> _Activity_:
Search the records that follow and extract every line containing the string "branch".

> _Data shown_:
== Segment start ==
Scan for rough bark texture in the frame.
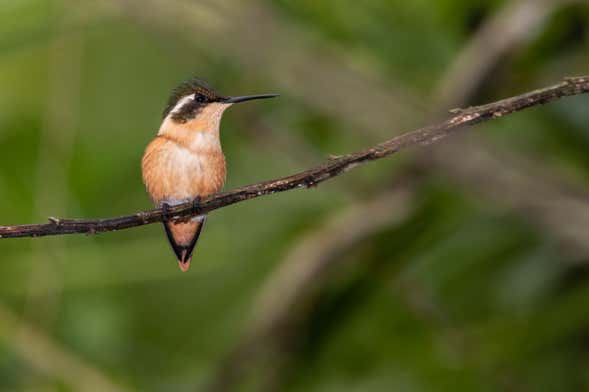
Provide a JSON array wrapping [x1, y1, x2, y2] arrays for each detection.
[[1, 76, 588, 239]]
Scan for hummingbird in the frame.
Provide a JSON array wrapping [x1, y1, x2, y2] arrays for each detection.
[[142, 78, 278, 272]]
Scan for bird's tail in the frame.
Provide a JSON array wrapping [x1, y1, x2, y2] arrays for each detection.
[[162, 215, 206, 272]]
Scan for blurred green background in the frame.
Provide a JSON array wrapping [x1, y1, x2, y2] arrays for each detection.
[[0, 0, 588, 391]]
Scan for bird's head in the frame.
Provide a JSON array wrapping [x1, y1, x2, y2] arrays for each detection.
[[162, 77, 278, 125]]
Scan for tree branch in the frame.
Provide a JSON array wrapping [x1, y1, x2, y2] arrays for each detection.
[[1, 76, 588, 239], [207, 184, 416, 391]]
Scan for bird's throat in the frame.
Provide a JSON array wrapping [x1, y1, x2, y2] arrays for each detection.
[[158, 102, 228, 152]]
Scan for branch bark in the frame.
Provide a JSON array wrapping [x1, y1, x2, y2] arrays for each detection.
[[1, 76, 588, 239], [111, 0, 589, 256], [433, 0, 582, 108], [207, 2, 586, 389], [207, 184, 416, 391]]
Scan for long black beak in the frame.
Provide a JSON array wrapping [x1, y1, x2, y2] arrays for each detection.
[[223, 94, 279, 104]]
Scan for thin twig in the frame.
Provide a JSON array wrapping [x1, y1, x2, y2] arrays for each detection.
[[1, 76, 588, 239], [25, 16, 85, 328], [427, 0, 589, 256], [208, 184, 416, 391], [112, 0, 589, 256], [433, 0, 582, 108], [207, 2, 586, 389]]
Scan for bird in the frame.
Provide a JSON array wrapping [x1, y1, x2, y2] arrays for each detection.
== Segment end ==
> _Exercise result_:
Scan for tree branch in the frame.
Scan for branch bark in the frame.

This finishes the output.